- **Record excerpts**:
◇ ◇ ◇ ◇

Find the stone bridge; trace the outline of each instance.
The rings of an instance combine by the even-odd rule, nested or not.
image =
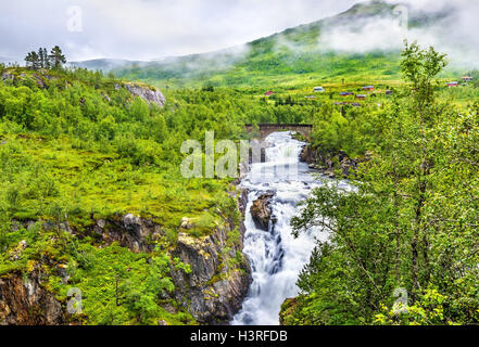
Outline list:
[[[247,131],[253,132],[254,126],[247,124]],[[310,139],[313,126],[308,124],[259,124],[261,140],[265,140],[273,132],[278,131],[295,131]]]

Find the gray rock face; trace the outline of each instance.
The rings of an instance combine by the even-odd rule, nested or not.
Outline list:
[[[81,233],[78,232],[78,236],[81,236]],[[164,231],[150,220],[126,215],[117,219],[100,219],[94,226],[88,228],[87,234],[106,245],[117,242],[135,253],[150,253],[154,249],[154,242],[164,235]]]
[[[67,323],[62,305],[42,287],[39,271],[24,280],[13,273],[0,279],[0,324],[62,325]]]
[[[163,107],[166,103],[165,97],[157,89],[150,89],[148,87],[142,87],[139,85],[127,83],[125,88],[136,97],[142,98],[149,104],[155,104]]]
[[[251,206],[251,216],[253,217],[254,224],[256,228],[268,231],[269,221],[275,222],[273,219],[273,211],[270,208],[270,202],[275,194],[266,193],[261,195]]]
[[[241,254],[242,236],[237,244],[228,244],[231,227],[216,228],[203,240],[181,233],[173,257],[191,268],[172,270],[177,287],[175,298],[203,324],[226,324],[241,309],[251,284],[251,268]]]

◇ ◇ ◇ ◇

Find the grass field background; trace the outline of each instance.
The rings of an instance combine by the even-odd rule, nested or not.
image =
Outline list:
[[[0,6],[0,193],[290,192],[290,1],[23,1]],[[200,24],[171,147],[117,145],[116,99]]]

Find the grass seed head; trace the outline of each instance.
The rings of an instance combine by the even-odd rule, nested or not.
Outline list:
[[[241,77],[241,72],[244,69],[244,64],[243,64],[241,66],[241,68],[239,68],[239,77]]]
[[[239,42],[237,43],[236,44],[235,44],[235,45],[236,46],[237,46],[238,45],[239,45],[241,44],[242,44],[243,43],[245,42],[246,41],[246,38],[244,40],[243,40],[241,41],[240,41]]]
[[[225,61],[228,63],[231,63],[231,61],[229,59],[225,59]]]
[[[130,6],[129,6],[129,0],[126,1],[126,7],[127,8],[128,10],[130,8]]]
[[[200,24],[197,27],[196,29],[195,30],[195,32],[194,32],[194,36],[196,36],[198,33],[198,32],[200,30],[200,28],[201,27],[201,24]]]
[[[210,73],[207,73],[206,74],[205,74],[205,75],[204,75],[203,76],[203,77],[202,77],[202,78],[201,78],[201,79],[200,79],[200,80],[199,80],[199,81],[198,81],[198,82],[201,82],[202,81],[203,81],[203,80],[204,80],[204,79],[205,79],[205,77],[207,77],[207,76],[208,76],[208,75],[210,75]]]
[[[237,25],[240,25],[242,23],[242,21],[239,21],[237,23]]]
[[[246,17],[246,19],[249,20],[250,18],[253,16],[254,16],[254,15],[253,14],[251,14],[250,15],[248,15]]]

◇ ◇ ◇ ◇

- **Exercise objective**:
Pick out every line in the entries above that contains the word "grass", and copy each of those lines in full.

- **Complete answer**:
Find the grass field background; trace the outline of each instance.
Find the grass seed head; trace the outline of each instance.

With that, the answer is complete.